▶ **Required task**
Locate and copy every line in the records below that contains the string "police". Matching is case-sensitive.
=== Information supplied ===
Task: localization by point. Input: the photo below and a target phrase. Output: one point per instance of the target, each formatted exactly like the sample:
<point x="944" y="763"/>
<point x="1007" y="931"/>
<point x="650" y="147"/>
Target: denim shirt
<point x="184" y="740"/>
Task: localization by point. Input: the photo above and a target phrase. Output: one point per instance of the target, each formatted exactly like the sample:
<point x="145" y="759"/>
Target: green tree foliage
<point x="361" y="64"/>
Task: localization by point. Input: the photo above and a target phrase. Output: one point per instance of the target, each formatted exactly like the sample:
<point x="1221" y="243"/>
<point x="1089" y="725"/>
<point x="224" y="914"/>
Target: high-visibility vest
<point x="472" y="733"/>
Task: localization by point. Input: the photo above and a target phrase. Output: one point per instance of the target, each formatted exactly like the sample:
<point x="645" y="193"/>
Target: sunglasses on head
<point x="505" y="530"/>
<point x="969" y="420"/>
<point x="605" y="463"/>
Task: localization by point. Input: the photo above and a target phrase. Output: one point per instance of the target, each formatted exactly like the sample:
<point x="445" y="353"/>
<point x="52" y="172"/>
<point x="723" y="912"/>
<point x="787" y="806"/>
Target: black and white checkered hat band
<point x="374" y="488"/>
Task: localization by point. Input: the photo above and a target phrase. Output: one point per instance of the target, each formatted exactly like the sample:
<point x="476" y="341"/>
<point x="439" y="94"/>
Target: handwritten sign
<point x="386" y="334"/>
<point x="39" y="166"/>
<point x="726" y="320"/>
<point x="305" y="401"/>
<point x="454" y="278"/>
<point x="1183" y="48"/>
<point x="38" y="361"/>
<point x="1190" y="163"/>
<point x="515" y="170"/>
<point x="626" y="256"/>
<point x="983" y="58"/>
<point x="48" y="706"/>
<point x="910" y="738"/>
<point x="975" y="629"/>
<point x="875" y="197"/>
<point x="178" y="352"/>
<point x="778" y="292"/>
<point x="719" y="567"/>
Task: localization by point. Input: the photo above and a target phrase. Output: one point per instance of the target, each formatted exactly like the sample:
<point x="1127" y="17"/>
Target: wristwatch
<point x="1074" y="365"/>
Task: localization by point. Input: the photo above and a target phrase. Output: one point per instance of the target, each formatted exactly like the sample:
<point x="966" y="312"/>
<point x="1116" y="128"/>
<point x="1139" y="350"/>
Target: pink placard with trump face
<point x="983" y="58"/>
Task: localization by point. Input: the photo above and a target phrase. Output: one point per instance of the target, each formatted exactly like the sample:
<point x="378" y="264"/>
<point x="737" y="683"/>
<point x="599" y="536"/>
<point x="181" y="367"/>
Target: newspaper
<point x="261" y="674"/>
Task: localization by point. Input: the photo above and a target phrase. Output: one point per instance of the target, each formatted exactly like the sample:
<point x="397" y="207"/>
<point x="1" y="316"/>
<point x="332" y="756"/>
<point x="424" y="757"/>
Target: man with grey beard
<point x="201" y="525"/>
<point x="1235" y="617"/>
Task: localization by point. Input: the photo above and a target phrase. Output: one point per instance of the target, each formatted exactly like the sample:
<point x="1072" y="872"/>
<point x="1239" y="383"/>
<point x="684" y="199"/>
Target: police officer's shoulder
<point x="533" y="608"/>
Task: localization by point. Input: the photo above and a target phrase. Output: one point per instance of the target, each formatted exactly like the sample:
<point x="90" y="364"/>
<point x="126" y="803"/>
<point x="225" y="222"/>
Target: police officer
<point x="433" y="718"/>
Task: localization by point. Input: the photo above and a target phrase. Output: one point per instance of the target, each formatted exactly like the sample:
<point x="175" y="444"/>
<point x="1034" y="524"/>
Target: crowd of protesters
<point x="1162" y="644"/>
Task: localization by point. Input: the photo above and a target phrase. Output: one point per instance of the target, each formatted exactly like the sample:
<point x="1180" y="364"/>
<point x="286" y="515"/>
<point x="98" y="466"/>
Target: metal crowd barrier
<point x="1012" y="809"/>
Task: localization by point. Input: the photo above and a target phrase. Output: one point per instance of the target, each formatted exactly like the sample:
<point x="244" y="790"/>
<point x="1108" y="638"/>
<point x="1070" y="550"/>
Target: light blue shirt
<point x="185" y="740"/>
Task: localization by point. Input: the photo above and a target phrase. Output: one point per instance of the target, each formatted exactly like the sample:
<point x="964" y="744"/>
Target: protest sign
===
▶ **Output for this exercise**
Target: police officer's shoulder
Target: police officer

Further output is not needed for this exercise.